• **Supplied passage**:
Historic house in Alabama, United States

The John Daniel Rather House (also known as Locust Hill) is a historic residence in Tuscumbia, Alabama, United States. The house was built in 1823 by William H. and Catherine Winter, who came to The Shoals from Prince William County, Virginia. It was taken over by the Union Army during the Civil War and used as the headquarters of General Florence M. Cornyn. After the war, the house was purchased by John Taylor Rather, an early North Alabama settler who was deputy sheriff of Madison County, and a longtime member of the Alabama House of Representatives and later the Alabama Senate. His son, John Daniel Rather, also served in both houses of the state legislature, and was President of the Memphis and Charleston Railroad.

• **Given data**:
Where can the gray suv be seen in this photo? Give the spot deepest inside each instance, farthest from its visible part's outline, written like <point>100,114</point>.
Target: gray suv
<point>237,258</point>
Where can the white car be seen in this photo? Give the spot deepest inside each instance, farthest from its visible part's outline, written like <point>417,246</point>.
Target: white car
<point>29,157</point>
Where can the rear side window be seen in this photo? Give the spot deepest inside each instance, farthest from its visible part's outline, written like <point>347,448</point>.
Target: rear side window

---

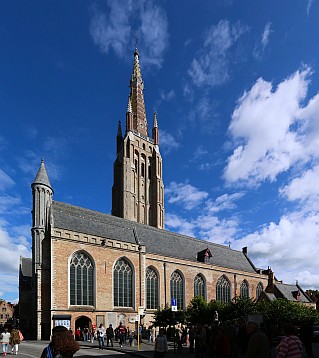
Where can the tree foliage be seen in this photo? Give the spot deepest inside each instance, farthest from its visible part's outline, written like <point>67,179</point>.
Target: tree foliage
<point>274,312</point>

• **Problem to work on**: Continue the passage on the John Daniel Rather House, starting right after its last sentence.

• **Exercise response**:
The house is built in Federal style, and is two stories with chimneys in each gable end. The white-painted brick is laid in Flemish bond on the west and south sides that face Cave and 7th Streets. All windows are two-over-two sashes, and the main entrance is a double leaf door with moulded trim and a transom. An Eastlake porch was later added to the front and north façades. The porch features elaborate panels with floral designs, brackets with acorn pendants, and turned, spool-shaped posts. Two original mantels remain, one Adamesque and one Federal, while two replacement mantels are Classical Revival and Victorian.

The house was listed on the Alabama Register of Landmarks and Heritage in 1978 and the National Register of Historic Places in 1982.